_Directions for this task_. Write out, precisely and in full, each line of the material.
═════ Exercise data ═════
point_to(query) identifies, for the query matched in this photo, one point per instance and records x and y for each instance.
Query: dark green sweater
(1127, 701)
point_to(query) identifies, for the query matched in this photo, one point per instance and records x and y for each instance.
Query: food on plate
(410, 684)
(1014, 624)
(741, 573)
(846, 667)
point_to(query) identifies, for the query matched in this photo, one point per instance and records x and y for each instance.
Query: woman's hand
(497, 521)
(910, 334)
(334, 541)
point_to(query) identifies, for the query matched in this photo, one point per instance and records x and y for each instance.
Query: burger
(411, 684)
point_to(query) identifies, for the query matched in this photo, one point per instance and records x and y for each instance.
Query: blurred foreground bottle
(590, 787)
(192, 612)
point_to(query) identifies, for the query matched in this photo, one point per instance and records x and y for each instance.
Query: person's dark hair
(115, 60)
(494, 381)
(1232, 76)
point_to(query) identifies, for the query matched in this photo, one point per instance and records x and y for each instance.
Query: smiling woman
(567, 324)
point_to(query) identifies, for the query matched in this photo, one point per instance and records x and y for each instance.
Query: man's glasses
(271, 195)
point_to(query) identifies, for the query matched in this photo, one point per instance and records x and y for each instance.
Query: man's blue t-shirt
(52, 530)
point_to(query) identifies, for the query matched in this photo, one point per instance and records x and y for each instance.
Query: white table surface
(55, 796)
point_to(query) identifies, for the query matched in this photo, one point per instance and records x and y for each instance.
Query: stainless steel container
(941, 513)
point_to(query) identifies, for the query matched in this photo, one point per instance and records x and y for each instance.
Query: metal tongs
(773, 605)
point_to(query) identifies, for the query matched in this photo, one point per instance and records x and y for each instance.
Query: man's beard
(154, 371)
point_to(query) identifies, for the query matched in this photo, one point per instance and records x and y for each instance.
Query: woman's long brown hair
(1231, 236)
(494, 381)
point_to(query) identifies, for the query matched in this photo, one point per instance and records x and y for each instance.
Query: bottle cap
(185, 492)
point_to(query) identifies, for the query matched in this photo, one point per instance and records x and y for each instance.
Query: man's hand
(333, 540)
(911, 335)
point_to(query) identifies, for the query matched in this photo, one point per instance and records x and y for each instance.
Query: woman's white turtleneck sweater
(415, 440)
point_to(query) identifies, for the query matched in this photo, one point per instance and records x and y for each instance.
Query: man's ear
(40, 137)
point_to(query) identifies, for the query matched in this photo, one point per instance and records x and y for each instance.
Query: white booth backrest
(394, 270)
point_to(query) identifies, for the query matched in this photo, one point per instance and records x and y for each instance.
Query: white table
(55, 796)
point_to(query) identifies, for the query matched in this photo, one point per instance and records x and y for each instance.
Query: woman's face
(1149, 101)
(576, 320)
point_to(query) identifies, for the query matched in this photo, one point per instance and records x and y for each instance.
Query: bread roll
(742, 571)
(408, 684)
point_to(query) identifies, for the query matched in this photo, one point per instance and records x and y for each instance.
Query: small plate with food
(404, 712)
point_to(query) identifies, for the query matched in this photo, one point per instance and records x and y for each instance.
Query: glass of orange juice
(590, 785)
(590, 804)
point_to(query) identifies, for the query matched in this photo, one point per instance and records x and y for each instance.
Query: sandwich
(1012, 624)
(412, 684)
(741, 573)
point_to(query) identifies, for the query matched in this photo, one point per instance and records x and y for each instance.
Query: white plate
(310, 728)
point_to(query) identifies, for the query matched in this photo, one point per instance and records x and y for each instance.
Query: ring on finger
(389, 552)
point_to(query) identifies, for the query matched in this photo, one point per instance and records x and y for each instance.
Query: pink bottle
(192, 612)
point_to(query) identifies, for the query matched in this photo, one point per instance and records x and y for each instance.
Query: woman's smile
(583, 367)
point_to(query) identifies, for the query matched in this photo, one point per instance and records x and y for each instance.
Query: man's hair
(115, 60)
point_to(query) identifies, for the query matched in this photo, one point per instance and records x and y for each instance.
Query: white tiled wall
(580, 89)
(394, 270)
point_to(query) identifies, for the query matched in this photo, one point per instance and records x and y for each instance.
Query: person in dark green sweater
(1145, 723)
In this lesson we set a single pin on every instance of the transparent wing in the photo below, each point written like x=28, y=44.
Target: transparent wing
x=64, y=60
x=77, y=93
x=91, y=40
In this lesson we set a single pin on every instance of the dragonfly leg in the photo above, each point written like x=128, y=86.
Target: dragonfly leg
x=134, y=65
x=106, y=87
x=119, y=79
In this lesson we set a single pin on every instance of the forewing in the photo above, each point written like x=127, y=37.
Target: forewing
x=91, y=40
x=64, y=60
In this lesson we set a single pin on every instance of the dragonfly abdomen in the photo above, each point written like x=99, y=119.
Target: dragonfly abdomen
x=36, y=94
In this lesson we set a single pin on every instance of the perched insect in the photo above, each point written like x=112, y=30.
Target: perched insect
═════
_Written reply_.
point_to(query) identifies, for the query matched in this photo, one point per instance and records x and y for each instance.
Query: dark green sweater
(1127, 701)
point_to(query) identifies, for the query matched in this photo, one point per instance and records x and y for each instance.
Query: food on plate
(410, 684)
(1014, 624)
(741, 573)
(846, 667)
point_to(query) identifies, for the query matched in this photo, one point per instance and records x and y for each instance.
Query: woman's hand
(497, 521)
(910, 334)
(334, 541)
point_to(query) identifies, for the query matched in this photo, one point per instance and records x and y for each instance.
Query: burger
(411, 684)
point_to(query) identifies, for the query matched in this photo, one point per instance and records x and y for each instance.
Query: blurred foreground bottle
(590, 787)
(192, 612)
point_to(query) identifies, for the query matched in this photo, one point per instance and records x and y for each instance.
Query: person's dark hair
(115, 60)
(494, 381)
(1232, 76)
point_to(query) identifies, for the query matched in this photo, one point per instance and records x and y for each instance.
Query: smiling woman
(567, 324)
point_to(query) identifies, for the query matched in this photo, one point per instance and records x and y for each instance.
Query: man's glasses
(271, 195)
point_to(query) identifies, for the query matched in this photo, one point per instance and records x and y for each instance.
Query: man's blue t-shirt
(52, 530)
point_to(query) identifies, for the query matched in this photo, one point per instance and records x and y for each instance.
Query: white table surface
(55, 796)
point_to(query) identifies, for the query matched in this photo, one point per instance and records x and y for each instance.
Query: stainless steel container
(941, 513)
point_to(query) identifies, for the query matched in this photo, one point per instance and records x and y for each instance.
Query: metal tongs
(773, 605)
point_to(query) identifies, for the query matched in this photo, one point per instance and records x and y for each instance.
Query: man's beard
(154, 371)
point_to(query) identifies, for the query matched in this photo, one point per instance and records x and y for each instance.
Query: woman's long brown hair
(1231, 236)
(494, 381)
point_to(query) identifies, for the query matched in this photo, one point per instance and records x and y for each instance.
Query: bottle cap
(185, 492)
point_to(query) identifies, for the query matched in this photo, one point per instance and records x and y for each instance.
Query: man's hand
(333, 540)
(911, 335)
point_to(query) identifies, for the query matched in this photo, one point per instance and records x and y for each instance.
Query: woman's white turtleneck sweater
(415, 440)
point_to(query) identifies, for the query matched in this photo, one point per instance and records x and y for each instance.
Query: man's ear
(40, 137)
point_to(query) identifies, for the query matched in this photo, one point per instance and records x and y for each instance.
Query: white booth backrest
(394, 270)
point_to(query) identifies, for the query matched in this photo, one point per instance and records x and y for each instance.
Query: white table
(55, 796)
point_to(query) identifies, for the query matched in this photo, one point per instance and records x and y for each instance.
Query: woman's face
(1149, 101)
(576, 320)
point_to(query) identifies, for the query matched in this photo, one point per instance and records x and y for each instance.
Query: bread roll
(742, 571)
(408, 684)
point_to(query) identifies, for the query matched in this photo, one point per instance and records x and y for each instance.
Query: small plate with food
(404, 712)
point_to(query) identifies, for the query matched in this photo, one point per instance and records x and y for each instance.
Query: glass of orange juice
(590, 785)
(590, 804)
point_to(query) identifies, for the query matched in this photo, one point per instance and records x and y for each instance.
Query: sandwich
(1012, 624)
(412, 684)
(741, 573)
point_to(query) identifies, for the query matched in this photo, one point per instance and records x and y for each instance.
Query: white plate
(310, 728)
point_to(query) identifies, for the query matched in this photo, one point per instance and records x and y for each instance.
Query: ring on finger
(389, 552)
point_to(query) identifies, for the query matched in this photo, one point per instance and records x and y for each instance.
Query: pink bottle
(192, 612)
point_to(query) identifies, for the query matched in this photo, one point per instance and records x and y for each instance.
Query: woman's smile
(583, 367)
point_to(query) identifies, for the query matched in this photo, one point per instance and records x and y for each instance.
Query: man's hair
(115, 60)
point_to(query) identifies, for the query matched in this photo, one point per instance and records x and y for each instance.
Query: white tiled wall
(580, 89)
(394, 270)
point_to(query) identifies, for the query matched in this photo, one point per instance and records x and y for each instance.
Query: person in dark green sweater
(1145, 723)
In this lesson we set a single pin on every instance of the transparent wing in the photo below, each point written like x=28, y=44.
Target: transparent wing
x=64, y=60
x=77, y=93
x=91, y=40
In this lesson we set a single pin on every instance of the dragonfly leg in the photo above, each point written like x=128, y=86.
Target: dragonfly leg
x=134, y=65
x=106, y=87
x=119, y=79
In this lesson we set a single pin on every instance of the forewing in the photo above, each point written like x=127, y=37.
Target: forewing
x=91, y=40
x=64, y=60
In this lesson we set a single pin on every instance of the dragonfly abdomen in the photo above, each point written like x=99, y=119.
Target: dragonfly abdomen
x=36, y=94
In this lesson we set a single pin on every instance of the perched insect in the photo above, each point written like x=112, y=30.
Target: perched insect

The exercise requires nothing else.